- **TASK GOAL**: Would you restate the entries below word for word, leaving out the images?

══ PROVIDED MATERIAL

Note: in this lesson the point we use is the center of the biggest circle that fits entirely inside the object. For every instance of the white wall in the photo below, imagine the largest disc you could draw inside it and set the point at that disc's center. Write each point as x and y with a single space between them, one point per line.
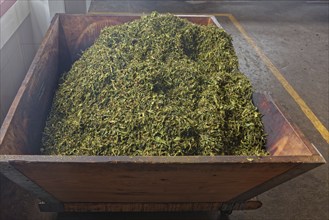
22 29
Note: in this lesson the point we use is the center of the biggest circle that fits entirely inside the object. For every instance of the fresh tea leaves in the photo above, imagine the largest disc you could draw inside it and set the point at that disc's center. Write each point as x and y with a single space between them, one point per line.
157 86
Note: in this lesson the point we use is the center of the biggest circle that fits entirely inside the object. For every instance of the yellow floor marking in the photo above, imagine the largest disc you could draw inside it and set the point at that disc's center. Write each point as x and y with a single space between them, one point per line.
301 103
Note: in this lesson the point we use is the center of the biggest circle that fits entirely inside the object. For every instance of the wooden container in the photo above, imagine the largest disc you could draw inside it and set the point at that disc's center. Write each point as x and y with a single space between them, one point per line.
100 183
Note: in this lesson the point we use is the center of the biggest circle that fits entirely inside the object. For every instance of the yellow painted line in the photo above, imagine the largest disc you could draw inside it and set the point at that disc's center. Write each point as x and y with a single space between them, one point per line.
300 102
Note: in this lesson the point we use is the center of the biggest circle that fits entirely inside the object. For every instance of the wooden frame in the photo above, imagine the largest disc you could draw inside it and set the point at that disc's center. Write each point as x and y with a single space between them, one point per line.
100 183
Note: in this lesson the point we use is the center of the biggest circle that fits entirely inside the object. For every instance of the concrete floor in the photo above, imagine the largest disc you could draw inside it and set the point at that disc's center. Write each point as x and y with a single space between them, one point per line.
294 36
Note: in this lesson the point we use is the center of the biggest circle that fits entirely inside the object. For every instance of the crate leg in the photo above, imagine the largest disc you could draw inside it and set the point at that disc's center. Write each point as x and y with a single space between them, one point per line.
227 208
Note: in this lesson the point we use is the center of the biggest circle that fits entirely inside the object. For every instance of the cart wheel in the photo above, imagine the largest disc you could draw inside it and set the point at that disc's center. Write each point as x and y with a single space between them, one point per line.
224 215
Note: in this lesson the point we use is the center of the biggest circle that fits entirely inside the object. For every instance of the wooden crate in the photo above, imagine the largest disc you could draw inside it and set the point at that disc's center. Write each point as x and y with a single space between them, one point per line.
101 183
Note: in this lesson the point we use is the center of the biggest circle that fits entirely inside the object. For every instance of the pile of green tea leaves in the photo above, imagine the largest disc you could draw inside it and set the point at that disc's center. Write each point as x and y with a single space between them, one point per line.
157 86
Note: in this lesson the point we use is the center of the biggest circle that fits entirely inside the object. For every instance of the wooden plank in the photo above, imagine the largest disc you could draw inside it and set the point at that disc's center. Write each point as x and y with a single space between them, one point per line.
16 177
148 182
153 207
23 125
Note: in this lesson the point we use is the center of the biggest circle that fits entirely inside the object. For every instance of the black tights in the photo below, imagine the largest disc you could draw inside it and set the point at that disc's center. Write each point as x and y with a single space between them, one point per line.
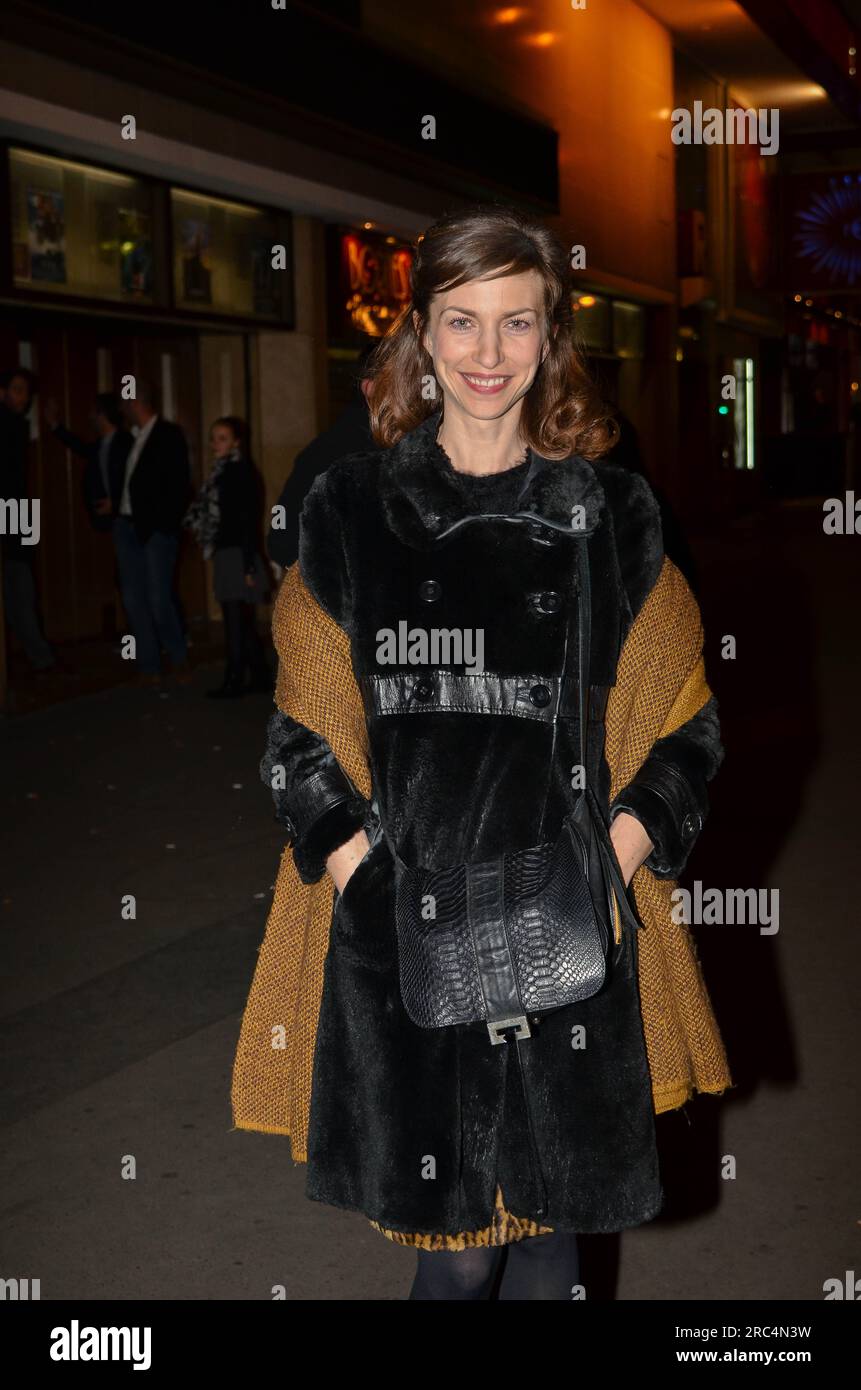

════

- **RESULT BELOW**:
Note: in this lesson the point we use is the center of the biggest circle that fits entirely inside the object. For every instance of the white wall in the photo below, imagine the largest disc you could draw inside it and set the point at that disc's center. Write each point as x and y with a single space between them, one point per line.
22 29
Note: in this lesson the point we use is the center of the biggest circle that fits entirely inside the object. For every instance of the fresh tea leaves in the photo above, imagine the largest disc you could draw inside it and set the point at that disc's center. Write each point as x and y with a single space between them, one point per line.
157 86
Note: in this lesson the point we use is the center of the biggest circle that fits entirely inside the object. For every instance of the yellow floor marking in the photo above, imagine the largest disc you could draw inside it and set the point at that disc's center. Write each point as x and y with a single space between them, one point per line.
301 103
Note: in this lesson the point we use is the center of the biggest circle that fits entirely inside the object. For every instance of the wooden container in the photo above, imagine the largest disc you could draw inside it and set the point at that disc's center. Write each point as x and y with a single space between them, one point per line.
100 183
Note: in this lesson the point we use is the center of the biggest circle that fits entirely inside the object. For every instance of the yellow painted line in the photo above, imagine the largest disc you could draw inside it and set the point at that disc's center. Write each point as x and y with a single space between them, one point per line.
300 102
Note: in this lesson the point we use is the center of the biggest circle that fits entirely inside the object. For every instance of the wooden frame in the photo above, imagine the largest disc you could draw inside it and set the point at that disc's center. Write each point as x and y with a single space between them, one point per line.
100 183
Note: in this lesson the point we use is the center of the biggest circle that fits entirely inside the object. For every instance of the concrete floor in the photo above, imagine the largest disc you could draw inside it and set the point at that disc's center. Write each point as x and y with a single space between them, one point per line.
294 36
Note: in this lesson the point we use is the center of the biggest circle that fits entirely inside the object. For every instance of the crate leg in the photo above, imagine the largest disc you could draw inside it and set the point at that disc's center. Write each point as x and y with a single space between them, one point per line.
227 208
Note: in this lesson the point we use is the center of the biggest circle that fits entirely inside the object. For every instance of the cart wheel in the photo above, imagine the largest disc you could draw inside it and set the point at that disc's center. Write each point as x and y with a single space between them, one point per line.
224 215
Note: in this lesson the point we use is the center of the biggest circle that fits entirely inside the object. For every instance of the wooden crate in the photo above, imagine the largest disc you could draw inside it and set the point at that disc's center. Write each point as x and y with a single space between them, one point per line.
101 183
Note: in this lesson the point we use is the center of the biggest circle that fits entirely inside the object. For every instance of the pile of green tea leaves in the photo above, imagine the largest disc you could draw inside it and set the point at that disc's center. Write each point as x and y with a single space between them, one point per line.
157 86
Note: in this lesson the point we use is the center of the biggest circle that fits entirely inside the object. For every instance of the wooden plank in the photo above, imagine the largest disc you could draw inside it and set the point at that disc's center. Write each point as x and y with a single space between them, one point per line.
16 177
148 182
153 207
23 125
Note: in this lesson the point we use is the center of the biggest circle that fits entirely inside the object. For every instance of the black tights in the photo below, imagine the largest disc you could draw inside it and set the point at that disc's center. Write each point as x and y with a single space between them, one point per line.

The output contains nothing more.